-- WORK REQUIRED --
Print the entire listing. Each line must match the original exactly.

========================

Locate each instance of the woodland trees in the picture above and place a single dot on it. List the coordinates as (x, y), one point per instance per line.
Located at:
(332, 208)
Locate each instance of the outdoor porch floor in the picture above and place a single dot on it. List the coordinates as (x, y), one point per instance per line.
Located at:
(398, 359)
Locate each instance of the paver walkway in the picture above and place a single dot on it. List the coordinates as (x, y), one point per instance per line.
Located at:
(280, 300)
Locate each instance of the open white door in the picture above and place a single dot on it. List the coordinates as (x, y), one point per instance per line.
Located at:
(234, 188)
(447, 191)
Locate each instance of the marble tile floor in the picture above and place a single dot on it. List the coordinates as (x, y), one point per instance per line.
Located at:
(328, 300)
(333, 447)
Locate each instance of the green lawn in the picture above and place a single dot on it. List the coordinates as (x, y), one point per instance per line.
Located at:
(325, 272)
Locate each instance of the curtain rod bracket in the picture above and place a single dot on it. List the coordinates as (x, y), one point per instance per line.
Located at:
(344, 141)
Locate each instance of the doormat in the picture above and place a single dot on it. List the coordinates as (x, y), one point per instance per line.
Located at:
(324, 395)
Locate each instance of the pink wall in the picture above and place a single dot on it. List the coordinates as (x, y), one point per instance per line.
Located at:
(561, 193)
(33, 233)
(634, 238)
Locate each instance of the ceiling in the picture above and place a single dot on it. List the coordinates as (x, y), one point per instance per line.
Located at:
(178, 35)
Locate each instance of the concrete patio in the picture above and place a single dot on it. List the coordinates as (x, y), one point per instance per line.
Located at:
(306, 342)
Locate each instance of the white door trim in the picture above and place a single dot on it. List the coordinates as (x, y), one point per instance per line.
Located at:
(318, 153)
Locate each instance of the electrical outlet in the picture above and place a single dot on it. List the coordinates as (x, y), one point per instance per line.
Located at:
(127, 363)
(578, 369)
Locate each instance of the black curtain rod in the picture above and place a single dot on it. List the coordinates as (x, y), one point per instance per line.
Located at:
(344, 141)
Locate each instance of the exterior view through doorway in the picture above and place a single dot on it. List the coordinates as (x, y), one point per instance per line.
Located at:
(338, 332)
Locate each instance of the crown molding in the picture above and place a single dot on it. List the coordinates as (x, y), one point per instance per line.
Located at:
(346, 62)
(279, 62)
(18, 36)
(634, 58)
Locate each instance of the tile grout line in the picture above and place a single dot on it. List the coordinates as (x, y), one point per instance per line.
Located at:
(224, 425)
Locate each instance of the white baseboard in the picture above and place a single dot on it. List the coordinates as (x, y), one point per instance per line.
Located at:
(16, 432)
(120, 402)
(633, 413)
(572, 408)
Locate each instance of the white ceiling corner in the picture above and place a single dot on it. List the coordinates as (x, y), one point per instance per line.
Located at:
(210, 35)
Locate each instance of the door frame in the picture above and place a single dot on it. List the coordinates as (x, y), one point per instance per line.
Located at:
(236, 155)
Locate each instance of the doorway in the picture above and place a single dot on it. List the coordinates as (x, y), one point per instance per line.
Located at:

========================

-- WORKED SOLUTION --
Locate each instance of the woodland trees in the picture above and place a single dot on it. List the coordinates as (x, y), one point per instance per line.
Located at:
(332, 208)
Locate each instance of the outdoor porch floor in the picture above and place a single dot on it. List the coordinates as (x, y), one point per instance per line.
Located at:
(398, 359)
Locate each instance of the paver walkway in the picture above and place a single dot on it. List the coordinates as (x, y), one point per instance per line.
Located at:
(280, 300)
Locate each instance of the open white door in the picture above and place a single dot on it. List the coordinates as (x, y), one point per instance per line.
Located at:
(234, 188)
(447, 191)
Locate each instance of the marble tile floor in the picture above and place a single dot on it. List the coordinates as (x, y), one point per instance per line.
Located at:
(328, 300)
(333, 447)
Locate each instance of the green lawn in the picture above and place a single dot on it. List the coordinates as (x, y), one point per instance per line.
Located at:
(325, 272)
Locate each instance of the curtain rod bracket in the picture above and place a single dot on it. List the coordinates as (x, y), one point per instance per line.
Located at:
(344, 141)
Locate each instance of the doormat in the picture above and place a single dot on it. List the coordinates as (x, y), one point per instance per line.
Located at:
(324, 395)
Locate each instance of the pink wall in the picture above and place a single dot on it. List the coordinates as (x, y), one point per instance per line.
Located at:
(561, 193)
(33, 233)
(634, 238)
Locate each instance of the ceiling in the picture above and place a single dot on it. List the coordinates as (x, y), one point per instance per line.
Located at:
(178, 35)
Locate each instance of the concrete patio in the picture above and place a single dot on it. List the coordinates as (x, y), one point per instance per line.
Located at:
(306, 342)
Locate each instance of the white door trim in the picture above and place a single dot on it. List the coordinates as (x, y), one point per instance per line.
Located at:
(318, 153)
Locate each instance of the electrical outlet in the picture above and place a single dot on it. List the coordinates as (x, y), one point per instance per line.
Located at:
(127, 363)
(578, 369)
Locate each instance of the black curtain rod in the picture above and place a single dot on it. List the coordinates as (x, y), one point per instance per line.
Located at:
(344, 141)
Locate each instance of the exterior view through doorway in the picture above and place a single dot on it. List the coordinates as (x, y), one point per instance per line.
Located at:
(338, 332)
Locate each instance of the crown molding in the picture above and place a single dot on it. List the coordinates as (x, y), one point per instance per line.
Located at:
(346, 62)
(279, 62)
(18, 36)
(634, 58)
Locate each instance of the tile grout line in the picture above and place a single dot on it. List the coordinates as (x, y), one point per instance per line.
Located at:
(224, 425)
Locate each instance of the white baseboard in the picture above and place a single dot on it. List the coordinates as (x, y), one point per instance per line.
Located at:
(16, 432)
(120, 402)
(633, 413)
(572, 408)
Locate each instance of the white ceiling corner in the picture above and place a single dot on it. List the coordinates as (x, y), one point per instance per line.
Located at:
(210, 35)
Locate each instance of the door frame in the picture above and place a single dot on it. List the coordinates as (x, y), one point per instance per line.
Located at:
(236, 155)
Locate each instance of the doorway in the picture above and place a single dot on it. List the coordinates as (x, y), one point per instance per line.
Located at:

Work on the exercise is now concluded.